==== EXERCISE TEXT ====

We've signed up to run the Indy 1/2 marathon on May 8th with Jon and Brandy. I set up my training plan yesterday. Starting on Monday we have 18 weeks until the race and 11 weeks until we go to Steamboat. I want to be under 120 by Colorado (March 20th). I have a good training plan set up. I think all of this is completely do-able and am very excited.

Also, I'm considering going vegetarian. I think this is the only way I'll ever get my cholesterol under control without meds. I don't eat a whole lot of meat as it is, so I don't think this will be impossible. I may allow chicken, turkey and fish. But I won't make a lot of it at home. My diet goals as of now are:
* cut out sugar
* no eating after 8pm (this is going to be hard and require much discipline)
* fruit/vegetable with every meal.

I need to add more fruits and vegetables, no doubt. It is going to be a work in progress, but a goal to strive for.

Monday, March 23, 2009

March 23, 2009

Workout: running
Weight: 123.6


A lot has changed in 4 1/2 months:) I stayed at 6.0 mph and gradually worked up to more and more miles per workout. By Christmas I was running 6 miles on Saturday and 4 on M/W/Th. I think I only ran 6 miles once before Christmas and by later that day I was so ravenous I couldn't eat enough food - I never felt full. Kind of like how I felt after surfing in Cabo.

==== LISTED ENTRIES ====

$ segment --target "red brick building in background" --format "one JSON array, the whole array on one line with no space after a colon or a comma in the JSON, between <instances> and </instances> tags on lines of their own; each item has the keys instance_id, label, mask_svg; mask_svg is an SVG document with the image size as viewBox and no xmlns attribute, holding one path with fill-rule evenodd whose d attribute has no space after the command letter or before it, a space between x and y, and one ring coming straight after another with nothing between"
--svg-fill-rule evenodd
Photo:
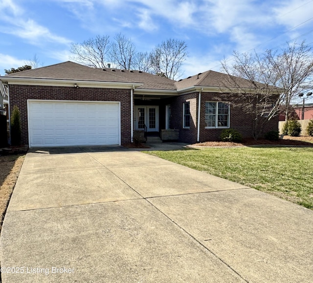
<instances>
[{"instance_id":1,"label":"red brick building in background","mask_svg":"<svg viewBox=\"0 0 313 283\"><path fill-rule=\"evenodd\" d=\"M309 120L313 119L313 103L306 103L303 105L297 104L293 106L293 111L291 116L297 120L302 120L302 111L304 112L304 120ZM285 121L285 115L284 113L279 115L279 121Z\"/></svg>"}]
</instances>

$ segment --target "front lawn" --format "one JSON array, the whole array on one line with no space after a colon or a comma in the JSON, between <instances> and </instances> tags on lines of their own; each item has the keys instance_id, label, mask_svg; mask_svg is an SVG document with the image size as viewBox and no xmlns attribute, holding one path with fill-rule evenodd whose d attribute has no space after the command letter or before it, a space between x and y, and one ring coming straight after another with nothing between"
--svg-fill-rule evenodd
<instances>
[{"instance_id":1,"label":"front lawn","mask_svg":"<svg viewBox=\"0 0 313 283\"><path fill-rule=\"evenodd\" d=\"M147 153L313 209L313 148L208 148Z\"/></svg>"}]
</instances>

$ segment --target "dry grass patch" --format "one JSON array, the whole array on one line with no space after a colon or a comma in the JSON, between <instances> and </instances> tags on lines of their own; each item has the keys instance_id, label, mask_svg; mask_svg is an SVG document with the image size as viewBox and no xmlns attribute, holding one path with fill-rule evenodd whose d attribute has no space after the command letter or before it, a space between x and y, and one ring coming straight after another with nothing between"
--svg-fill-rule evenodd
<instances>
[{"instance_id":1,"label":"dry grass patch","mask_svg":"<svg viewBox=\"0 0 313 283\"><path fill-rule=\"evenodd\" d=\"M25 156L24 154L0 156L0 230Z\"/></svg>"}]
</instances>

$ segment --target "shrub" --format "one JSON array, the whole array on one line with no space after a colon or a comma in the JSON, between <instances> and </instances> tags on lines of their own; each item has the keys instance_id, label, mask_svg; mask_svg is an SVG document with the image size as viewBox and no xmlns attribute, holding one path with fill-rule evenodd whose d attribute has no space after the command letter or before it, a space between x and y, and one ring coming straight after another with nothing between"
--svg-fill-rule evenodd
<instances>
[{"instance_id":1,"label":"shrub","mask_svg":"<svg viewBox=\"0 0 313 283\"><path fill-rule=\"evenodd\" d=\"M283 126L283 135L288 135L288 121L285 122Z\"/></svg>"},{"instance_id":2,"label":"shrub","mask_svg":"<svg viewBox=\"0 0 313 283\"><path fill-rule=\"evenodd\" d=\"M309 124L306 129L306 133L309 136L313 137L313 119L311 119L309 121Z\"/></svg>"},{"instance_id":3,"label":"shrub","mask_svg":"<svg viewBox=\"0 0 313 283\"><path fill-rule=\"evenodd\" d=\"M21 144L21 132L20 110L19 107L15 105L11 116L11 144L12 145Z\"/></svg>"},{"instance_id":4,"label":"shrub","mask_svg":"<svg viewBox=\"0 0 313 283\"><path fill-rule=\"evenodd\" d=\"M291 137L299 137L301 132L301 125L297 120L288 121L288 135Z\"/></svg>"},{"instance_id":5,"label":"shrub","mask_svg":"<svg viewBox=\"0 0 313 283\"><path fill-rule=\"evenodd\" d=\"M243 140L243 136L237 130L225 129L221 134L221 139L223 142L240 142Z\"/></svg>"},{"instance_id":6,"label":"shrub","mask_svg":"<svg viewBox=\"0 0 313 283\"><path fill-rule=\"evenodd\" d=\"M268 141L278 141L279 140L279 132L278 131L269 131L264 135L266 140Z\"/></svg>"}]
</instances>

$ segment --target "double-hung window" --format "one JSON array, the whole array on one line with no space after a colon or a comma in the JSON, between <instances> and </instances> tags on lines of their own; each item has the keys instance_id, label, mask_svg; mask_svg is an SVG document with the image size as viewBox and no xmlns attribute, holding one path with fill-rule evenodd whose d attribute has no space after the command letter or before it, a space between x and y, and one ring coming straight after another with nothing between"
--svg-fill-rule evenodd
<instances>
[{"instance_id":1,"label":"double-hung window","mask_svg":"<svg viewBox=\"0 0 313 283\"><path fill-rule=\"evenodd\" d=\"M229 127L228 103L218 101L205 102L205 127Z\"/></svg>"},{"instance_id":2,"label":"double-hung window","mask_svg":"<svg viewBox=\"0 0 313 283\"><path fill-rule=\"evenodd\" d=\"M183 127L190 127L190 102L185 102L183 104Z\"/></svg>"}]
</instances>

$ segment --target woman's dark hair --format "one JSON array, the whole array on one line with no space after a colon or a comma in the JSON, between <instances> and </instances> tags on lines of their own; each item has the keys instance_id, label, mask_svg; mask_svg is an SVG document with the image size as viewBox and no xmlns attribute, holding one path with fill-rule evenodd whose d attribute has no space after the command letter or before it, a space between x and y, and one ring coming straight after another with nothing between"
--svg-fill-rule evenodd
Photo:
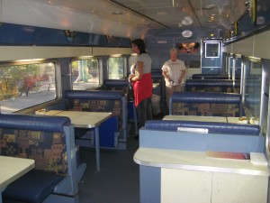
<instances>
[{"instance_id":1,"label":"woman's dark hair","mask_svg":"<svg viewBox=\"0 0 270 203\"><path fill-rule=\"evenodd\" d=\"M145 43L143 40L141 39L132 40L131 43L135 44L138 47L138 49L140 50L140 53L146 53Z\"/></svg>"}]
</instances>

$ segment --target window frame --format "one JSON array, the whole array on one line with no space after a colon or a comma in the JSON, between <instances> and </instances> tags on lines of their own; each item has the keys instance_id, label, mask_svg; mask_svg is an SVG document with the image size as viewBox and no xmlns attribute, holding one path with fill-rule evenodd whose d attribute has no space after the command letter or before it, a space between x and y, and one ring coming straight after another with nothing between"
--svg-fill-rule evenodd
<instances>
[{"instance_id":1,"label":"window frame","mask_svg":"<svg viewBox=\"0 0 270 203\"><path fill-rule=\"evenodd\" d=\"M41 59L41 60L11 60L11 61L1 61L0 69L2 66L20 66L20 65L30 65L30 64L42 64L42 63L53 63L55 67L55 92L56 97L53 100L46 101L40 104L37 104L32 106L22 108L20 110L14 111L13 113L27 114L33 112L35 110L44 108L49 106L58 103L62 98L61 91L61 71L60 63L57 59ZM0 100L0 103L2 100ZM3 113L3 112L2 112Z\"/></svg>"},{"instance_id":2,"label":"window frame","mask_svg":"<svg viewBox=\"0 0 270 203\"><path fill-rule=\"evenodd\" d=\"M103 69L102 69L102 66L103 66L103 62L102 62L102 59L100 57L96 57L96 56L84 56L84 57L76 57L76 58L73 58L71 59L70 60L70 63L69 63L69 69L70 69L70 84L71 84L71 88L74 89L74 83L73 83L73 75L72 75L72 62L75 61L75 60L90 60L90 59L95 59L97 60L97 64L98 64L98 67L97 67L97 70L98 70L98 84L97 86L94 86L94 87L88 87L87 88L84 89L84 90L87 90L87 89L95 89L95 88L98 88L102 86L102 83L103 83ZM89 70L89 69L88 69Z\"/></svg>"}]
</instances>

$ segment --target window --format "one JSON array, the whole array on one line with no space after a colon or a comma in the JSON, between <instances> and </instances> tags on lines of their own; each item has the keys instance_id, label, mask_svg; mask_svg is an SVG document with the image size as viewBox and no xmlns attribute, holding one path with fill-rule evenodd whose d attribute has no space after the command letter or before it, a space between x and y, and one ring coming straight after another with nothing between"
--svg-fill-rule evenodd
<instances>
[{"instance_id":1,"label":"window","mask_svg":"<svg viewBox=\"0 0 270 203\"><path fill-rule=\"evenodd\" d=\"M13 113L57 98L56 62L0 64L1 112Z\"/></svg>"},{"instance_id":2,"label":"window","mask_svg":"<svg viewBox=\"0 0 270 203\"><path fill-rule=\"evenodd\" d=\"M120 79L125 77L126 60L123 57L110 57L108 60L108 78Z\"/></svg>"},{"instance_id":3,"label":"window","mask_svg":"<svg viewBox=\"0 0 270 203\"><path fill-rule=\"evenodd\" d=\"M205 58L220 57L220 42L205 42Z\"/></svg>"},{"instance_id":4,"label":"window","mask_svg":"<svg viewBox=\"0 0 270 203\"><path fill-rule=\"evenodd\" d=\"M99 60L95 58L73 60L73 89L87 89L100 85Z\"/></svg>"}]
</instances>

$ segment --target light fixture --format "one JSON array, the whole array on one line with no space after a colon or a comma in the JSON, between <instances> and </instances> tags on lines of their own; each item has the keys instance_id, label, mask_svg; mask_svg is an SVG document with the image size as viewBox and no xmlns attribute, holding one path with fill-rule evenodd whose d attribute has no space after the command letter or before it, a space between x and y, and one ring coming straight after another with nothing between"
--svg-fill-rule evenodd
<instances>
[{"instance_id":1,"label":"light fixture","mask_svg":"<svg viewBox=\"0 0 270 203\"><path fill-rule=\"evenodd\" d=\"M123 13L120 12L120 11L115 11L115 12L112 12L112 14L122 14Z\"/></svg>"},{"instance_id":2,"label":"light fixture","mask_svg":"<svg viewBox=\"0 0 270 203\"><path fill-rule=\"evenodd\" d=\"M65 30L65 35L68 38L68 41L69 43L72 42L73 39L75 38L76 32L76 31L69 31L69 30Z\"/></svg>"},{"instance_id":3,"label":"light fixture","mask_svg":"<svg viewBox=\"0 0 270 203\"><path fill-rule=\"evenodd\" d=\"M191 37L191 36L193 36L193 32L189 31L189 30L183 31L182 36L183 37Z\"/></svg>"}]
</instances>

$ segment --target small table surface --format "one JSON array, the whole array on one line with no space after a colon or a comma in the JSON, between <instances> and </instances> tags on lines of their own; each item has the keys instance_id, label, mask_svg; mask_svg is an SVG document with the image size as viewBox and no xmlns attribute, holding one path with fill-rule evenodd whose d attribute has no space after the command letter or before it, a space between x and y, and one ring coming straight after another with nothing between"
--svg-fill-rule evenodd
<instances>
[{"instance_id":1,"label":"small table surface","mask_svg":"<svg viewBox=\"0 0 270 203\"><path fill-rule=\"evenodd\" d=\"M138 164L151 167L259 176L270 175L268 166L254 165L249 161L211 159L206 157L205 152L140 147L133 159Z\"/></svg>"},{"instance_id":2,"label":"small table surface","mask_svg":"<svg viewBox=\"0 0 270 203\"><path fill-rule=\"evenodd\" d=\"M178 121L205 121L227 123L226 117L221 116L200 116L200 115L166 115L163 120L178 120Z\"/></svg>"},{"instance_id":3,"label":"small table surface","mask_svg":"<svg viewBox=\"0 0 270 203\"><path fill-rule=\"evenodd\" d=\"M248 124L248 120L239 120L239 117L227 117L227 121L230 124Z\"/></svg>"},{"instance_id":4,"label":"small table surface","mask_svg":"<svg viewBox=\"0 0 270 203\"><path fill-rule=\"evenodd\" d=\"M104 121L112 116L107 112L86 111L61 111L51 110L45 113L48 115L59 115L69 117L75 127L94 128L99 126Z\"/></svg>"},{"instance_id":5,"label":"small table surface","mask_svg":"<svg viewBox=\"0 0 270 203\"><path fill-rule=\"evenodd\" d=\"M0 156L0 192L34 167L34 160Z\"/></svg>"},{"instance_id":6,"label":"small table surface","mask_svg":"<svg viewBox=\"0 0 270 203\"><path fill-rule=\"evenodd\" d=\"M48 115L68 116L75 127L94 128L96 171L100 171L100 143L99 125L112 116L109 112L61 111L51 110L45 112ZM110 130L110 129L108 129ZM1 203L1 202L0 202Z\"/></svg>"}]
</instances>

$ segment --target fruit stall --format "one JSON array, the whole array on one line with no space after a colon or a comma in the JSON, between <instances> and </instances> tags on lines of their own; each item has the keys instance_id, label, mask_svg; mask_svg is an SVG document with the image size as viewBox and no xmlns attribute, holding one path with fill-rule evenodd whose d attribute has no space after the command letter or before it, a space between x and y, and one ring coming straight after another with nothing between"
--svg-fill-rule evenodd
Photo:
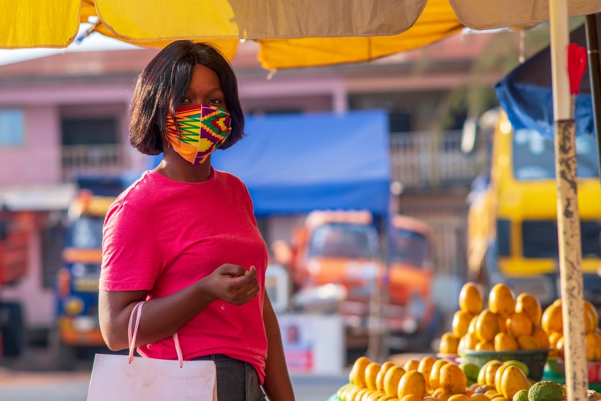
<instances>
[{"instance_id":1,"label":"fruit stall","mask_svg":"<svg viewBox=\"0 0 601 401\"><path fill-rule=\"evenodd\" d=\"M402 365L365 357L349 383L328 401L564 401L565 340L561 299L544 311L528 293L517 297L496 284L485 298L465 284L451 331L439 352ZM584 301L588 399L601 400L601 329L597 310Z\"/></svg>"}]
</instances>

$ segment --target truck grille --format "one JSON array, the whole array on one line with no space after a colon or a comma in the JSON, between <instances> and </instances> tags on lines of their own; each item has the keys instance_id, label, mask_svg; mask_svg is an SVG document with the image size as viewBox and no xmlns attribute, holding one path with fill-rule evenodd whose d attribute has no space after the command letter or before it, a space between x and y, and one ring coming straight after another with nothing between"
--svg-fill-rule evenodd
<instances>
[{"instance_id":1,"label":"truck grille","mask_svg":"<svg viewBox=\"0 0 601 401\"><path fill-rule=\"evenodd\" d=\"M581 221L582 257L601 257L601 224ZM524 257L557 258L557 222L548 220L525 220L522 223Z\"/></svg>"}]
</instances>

====

● WORK INSTRUCTION A:
Answer these questions from the half-marathon training post:
(i) On what date is the Indy 1/2 marathon?
(ii) What weight does the writer want to be under by Colorado?
(iii) By Christmas, how many miles was the writer running on Saturday?
● WORK INSTRUCTION B:
Copy the half-marathon training post word for word, starting at "We've signed up" and ending at "require much discipline)".
● WORK INSTRUCTION C:
Continue the half-marathon training post from the point where it stops.
None of the lines is needed for this work.

● EXERCISE ANSWER A:
(i) May 8th
(ii) 120
(iii) 6 miles

● EXERCISE ANSWER B:
We've signed up to run the Indy 1/2 marathon on May 8th with Jon and Brandy. I set up my training plan yesterday. Starting on Monday we have 18 weeks until the race and 11 weeks until we go to Steamboat. I want to be under 120 by Colorado (March 20th). I have a good training plan set up. I think all of this is completely do-able and am very excited.

Also, I'm considering going vegetarian. I think this is the only way I'll ever get my cholesterol under control without meds. I don't eat a whole lot of meat as it is, so I don't think this will be impossible. I may allow chicken, turkey and fish. But I won't make a lot of it at home. My diet goals as of now are:
* cut out sugar
* no eating after 8pm (this is going to be hard and require much discipline)

● EXERCISE ANSWER C:
Right after Christmas I hit a wall with my running. I gained 4-5 pounds over christmas because I got overconfident with running = I could eat whatever and however much I wanted to (sugar). I also got pretty dehydrated. I could barely run 3 miles without being wrecked the whole time. So per Michelle's advice I took a break for a week. Then my hip began to hurt more and more and I had a bunch of dental issues - so I ended up taking a month off of running. I waited until my dental issues were resolved. The result, though, was that I lost the 5 pounds that I had gained because I couldn't eat solid food for 4 weeks. I started running again as soon as that was resolved. It took a few days to get it back, but I was soon back to 4 miles 3 days a week and a longer run on saturday.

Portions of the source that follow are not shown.